List of tasks:
[1] According to the abstract below, what kind of model is the feature extractor (FE)?
[2] Using the abstract below, explain why NTD is effective against different types of backdoor attacks.
[3] Translate this sentence from the abstract below into Spanish: "If the similarity is low, the input is an adversarial trigger input; otherwise, benign."

Selection:
● ● ●
These labels were automatically added by AI and may be inaccurate. For details, see About Literature Database.
Abstract
A backdoor deep learning (DL) model behaves normally upon clean inputs but
misbehaves upon trigger inputs as the backdoor attacker desires, posing severe
consequences to DL model deployments. State-of-the-art defenses are either
limited to specific backdoor attacks (source-agnostic attacks) or
non-user-friendly in that machine learning (ML) expertise or expensive
computing resources are required. This work observes that all existing backdoor
attacks have an inevitable intrinsic weakness, non-transferability, that is, a
trigger input hijacks a backdoored model but cannot be effective to another
model that has not been implanted with the same backdoor. With this key
observation, we propose non-transferability enabled backdoor detection (NTD) to
identify trigger inputs for a model-under-test (MUT) during
run-time.Specifically, NTD allows a potentially backdoored MUT to predict a
class for an input. In the meantime, NTD leverages a feature extractor (FE) to
extract feature vectors for the input and a group of samples randomly picked
from its predicted class, and then compares similarity between the input and
the samples in the FE's latent space. If the similarity is low, the input is an
adversarial trigger input; otherwise, benign. The FE is a free pre-trained
model privately reserved from open platforms. As the FE and MUT are from
different sources, the attacker is very unlikely to insert the same backdoor
into both of them. Because of non-transferability, a trigger effect that does
work on the MUT cannot be transferred to the FE, making NTD effective against
different types of backdoor attacks. We evaluate NTD on three popular
customized tasks such as face recognition, traffic sign recognition and general
animal classification, results of which affirm that NDT has high effectiveness
(low false acceptance rate) and usability (low false rejection rate) with low
detection latency.
● ● ●
Records:
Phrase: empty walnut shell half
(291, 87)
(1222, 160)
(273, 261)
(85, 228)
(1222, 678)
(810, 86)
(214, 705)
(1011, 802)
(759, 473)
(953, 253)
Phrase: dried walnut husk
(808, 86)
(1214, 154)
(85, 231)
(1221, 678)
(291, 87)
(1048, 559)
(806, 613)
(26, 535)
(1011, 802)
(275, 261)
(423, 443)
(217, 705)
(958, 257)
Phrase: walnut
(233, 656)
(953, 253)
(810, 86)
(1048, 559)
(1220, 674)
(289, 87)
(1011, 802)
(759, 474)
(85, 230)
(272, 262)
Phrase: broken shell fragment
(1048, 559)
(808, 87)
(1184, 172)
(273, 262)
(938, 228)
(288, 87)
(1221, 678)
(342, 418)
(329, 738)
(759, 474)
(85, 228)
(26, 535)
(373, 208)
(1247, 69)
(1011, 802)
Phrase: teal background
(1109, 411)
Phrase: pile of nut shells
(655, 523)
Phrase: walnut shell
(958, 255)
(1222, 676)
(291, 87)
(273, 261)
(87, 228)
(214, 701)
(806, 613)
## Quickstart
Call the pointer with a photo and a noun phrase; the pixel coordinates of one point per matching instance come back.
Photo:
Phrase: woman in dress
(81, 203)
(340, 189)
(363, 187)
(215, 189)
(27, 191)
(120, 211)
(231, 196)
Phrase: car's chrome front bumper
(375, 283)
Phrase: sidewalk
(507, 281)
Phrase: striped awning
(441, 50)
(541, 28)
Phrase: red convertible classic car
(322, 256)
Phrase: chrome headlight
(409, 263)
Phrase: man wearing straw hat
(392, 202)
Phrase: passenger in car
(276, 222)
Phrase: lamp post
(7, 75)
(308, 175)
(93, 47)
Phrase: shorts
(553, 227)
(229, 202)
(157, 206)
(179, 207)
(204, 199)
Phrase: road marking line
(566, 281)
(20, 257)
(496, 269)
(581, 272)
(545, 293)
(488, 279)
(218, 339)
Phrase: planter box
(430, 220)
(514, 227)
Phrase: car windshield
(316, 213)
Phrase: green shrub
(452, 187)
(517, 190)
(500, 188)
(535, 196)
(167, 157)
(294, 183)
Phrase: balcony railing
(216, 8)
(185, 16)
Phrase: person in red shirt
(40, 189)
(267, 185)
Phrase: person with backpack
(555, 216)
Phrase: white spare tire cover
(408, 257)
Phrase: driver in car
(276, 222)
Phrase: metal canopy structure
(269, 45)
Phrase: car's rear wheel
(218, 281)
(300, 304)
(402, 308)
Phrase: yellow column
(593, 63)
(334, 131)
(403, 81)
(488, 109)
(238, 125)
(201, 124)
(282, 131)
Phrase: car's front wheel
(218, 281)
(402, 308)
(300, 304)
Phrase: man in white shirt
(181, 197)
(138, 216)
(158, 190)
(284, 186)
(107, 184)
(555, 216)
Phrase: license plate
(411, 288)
● ● ●
Responses to the tasks:
[1] A free pre-trained model privately reserved from open platforms.

[2] The FE and the model-under-test come from different sources, so the attacker is very unlikely to insert the same backdoor into both. Because of non-transferability, a trigger that works on the model-under-test cannot be transferred to the FE. That makes NTD effective against different types of backdoor attacks.

[3] Si la similitud es baja, la entrada es una entrada disparadora adversarial; de lo contrario, es benigna.